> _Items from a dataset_
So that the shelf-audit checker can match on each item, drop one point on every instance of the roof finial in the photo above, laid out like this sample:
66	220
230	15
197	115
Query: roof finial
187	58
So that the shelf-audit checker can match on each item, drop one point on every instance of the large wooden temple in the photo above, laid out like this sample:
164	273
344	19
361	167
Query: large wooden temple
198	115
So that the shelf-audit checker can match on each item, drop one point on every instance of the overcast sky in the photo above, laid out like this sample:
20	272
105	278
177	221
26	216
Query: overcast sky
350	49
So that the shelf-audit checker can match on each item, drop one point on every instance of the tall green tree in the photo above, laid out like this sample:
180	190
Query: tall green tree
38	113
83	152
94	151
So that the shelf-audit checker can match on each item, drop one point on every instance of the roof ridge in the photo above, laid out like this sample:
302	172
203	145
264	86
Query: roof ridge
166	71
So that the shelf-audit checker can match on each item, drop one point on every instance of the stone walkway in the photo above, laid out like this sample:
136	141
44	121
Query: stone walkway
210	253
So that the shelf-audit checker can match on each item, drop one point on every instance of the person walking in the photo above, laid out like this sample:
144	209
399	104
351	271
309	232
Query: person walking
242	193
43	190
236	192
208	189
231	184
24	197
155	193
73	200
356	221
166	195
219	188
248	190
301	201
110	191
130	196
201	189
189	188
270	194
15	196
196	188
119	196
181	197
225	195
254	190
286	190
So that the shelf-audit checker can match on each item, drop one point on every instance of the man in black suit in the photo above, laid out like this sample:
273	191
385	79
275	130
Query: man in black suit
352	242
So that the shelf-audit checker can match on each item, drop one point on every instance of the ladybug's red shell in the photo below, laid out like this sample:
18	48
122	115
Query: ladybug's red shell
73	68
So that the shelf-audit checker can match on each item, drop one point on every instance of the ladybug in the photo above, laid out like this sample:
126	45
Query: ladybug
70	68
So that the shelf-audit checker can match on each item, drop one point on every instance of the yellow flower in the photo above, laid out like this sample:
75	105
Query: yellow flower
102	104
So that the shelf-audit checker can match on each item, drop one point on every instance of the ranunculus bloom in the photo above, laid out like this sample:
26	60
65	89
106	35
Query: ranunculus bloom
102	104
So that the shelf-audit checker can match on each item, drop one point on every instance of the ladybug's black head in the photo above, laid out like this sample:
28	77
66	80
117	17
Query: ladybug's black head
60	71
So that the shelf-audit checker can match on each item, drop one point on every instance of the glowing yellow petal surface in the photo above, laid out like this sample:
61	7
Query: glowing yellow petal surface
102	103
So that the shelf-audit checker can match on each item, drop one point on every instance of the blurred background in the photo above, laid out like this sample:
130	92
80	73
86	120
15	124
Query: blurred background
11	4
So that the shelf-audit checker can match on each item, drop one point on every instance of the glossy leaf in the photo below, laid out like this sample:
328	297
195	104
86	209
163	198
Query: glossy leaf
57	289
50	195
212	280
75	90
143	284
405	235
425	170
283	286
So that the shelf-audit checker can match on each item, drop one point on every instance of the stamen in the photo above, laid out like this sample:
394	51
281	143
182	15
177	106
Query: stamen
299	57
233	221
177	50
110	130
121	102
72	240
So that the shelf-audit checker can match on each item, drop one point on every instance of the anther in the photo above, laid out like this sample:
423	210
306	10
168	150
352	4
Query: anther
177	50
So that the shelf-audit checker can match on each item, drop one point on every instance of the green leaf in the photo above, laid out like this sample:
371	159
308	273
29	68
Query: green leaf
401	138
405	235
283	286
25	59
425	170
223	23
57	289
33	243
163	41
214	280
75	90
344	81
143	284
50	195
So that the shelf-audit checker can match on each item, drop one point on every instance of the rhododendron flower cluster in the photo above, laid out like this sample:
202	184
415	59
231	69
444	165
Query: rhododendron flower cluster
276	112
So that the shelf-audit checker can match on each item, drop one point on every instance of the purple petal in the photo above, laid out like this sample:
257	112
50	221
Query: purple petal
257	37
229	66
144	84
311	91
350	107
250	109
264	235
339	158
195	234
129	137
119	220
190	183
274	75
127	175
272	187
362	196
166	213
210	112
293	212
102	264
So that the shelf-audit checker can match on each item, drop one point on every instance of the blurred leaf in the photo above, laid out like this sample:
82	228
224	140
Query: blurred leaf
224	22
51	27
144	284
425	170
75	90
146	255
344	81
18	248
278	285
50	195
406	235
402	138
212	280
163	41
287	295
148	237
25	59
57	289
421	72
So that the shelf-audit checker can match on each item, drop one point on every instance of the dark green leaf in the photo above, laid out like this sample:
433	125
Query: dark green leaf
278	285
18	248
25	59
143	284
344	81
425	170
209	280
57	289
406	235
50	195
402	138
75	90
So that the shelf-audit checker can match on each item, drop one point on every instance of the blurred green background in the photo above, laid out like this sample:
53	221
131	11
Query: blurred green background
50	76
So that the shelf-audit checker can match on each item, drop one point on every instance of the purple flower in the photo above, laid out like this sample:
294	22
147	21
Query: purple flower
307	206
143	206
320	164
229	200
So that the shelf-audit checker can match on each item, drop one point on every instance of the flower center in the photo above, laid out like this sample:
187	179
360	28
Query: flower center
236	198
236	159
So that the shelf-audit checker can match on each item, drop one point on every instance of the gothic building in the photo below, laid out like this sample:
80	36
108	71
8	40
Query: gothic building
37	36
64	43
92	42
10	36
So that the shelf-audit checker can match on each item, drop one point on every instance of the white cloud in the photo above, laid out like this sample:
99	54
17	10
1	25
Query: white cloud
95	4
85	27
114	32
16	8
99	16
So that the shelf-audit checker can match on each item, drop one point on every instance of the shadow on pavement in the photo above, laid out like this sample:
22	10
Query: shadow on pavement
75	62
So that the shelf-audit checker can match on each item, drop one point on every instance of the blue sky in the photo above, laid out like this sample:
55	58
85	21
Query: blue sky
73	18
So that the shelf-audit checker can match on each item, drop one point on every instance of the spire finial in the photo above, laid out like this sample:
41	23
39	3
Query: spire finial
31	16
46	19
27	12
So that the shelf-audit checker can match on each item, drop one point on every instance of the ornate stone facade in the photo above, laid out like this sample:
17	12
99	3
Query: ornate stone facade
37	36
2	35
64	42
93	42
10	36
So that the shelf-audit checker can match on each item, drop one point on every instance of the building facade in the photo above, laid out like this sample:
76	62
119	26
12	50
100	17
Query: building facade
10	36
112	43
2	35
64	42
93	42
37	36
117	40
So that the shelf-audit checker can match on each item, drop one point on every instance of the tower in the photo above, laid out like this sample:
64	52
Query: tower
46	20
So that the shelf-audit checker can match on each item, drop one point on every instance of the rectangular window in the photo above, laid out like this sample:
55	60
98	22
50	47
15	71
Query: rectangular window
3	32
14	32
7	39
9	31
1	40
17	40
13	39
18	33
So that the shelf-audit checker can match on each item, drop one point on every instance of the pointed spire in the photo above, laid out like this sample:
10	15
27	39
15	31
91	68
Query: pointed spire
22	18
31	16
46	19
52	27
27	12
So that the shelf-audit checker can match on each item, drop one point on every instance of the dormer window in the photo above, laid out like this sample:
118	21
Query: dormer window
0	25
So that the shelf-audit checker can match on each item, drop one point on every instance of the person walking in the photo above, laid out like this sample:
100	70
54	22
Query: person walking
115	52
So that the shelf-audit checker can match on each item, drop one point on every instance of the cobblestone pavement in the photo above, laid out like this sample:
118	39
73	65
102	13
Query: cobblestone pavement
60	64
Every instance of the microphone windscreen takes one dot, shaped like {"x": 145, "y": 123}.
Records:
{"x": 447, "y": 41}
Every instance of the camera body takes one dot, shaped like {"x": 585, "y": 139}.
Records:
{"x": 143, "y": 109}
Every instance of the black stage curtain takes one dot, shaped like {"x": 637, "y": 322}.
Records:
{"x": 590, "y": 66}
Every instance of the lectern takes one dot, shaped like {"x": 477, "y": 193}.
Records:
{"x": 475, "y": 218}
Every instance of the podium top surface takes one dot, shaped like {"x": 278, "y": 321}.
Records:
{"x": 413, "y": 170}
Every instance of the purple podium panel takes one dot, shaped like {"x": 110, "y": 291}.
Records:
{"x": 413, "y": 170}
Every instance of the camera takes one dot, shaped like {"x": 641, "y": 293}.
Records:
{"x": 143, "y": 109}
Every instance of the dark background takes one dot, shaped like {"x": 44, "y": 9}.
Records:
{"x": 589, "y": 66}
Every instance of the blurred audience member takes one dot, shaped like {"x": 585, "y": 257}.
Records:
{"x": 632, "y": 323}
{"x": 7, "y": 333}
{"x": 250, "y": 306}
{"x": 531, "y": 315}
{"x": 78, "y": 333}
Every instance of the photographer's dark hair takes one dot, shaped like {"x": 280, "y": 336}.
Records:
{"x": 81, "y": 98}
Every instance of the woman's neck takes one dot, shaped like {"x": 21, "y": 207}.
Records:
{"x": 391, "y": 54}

> _WORK INSTRUCTIONS_
Rewrite the records from the line containing "Every instance of the woman's" through the end of the records, changing "neck" to "shoulder" and leaving everything else unchanged.

> _ANSWER TO THIS TASK_
Every instance of the woman's shoulder takes one dot, shaped like {"x": 21, "y": 207}.
Records:
{"x": 391, "y": 54}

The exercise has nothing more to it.